>>>>
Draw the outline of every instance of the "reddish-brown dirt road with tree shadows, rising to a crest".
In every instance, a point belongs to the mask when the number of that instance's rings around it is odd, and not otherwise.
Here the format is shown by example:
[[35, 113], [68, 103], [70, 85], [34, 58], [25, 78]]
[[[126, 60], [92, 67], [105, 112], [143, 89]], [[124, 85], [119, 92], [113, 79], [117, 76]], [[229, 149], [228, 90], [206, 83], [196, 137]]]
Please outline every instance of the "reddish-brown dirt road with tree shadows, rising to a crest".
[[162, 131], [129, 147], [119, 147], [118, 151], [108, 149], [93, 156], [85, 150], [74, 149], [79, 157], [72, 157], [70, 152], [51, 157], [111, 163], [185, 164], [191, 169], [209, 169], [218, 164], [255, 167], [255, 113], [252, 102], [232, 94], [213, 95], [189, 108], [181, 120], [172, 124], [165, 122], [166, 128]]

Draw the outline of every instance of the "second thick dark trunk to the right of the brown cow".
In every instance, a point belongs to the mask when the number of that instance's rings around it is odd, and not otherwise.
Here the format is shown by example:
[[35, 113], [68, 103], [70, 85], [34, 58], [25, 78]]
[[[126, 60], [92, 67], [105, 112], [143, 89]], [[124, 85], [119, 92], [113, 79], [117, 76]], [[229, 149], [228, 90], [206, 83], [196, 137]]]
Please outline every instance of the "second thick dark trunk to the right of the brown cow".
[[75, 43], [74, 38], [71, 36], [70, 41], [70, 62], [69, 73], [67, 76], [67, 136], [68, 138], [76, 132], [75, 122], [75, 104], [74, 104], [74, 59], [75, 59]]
<<<<
TASK TO CARRY OUT: Line by line, print the records above exactly as they stand.

SOLUTION:
Draw the outline of every instance of the "reddish-brown dirt road with tree shadows, rising to a crest".
In every instance, a point belongs to the mask when the number of that instance's rings around it is odd, and not otherwise.
Here the format is shown by example:
[[35, 113], [68, 103], [70, 85], [34, 58], [25, 78]]
[[[126, 60], [92, 67], [105, 112], [143, 89]], [[124, 85], [119, 92], [113, 79], [117, 76]], [[229, 149], [228, 90], [206, 83], [196, 137]]]
Please outline every instance of the "reddish-brown dirt road with tree shadows, rising to a crest".
[[162, 131], [129, 147], [119, 147], [118, 151], [108, 149], [93, 156], [85, 150], [74, 149], [79, 157], [72, 157], [70, 152], [51, 157], [111, 163], [185, 164], [191, 169], [209, 169], [218, 164], [255, 167], [255, 113], [252, 102], [232, 94], [213, 95], [189, 108], [181, 120], [172, 124], [165, 122], [166, 128]]

Draw the outline of every instance of the "second thick dark trunk to the right of the brown cow".
In every instance, a point belongs to the mask when the number of that instance's rings around it is odd, and not otherwise.
Here the format is shown by example:
[[35, 113], [68, 103], [70, 85], [34, 58], [25, 78]]
[[[126, 60], [92, 67], [105, 112], [143, 89]], [[124, 85], [119, 92], [113, 79], [117, 76]], [[229, 149], [228, 90], [206, 83], [196, 137]]]
Please outline every instance of the "second thick dark trunk to the right of the brown cow".
[[75, 43], [74, 38], [71, 36], [70, 41], [70, 62], [69, 73], [67, 76], [67, 136], [68, 138], [76, 132], [75, 122], [75, 104], [74, 104], [74, 59], [75, 59]]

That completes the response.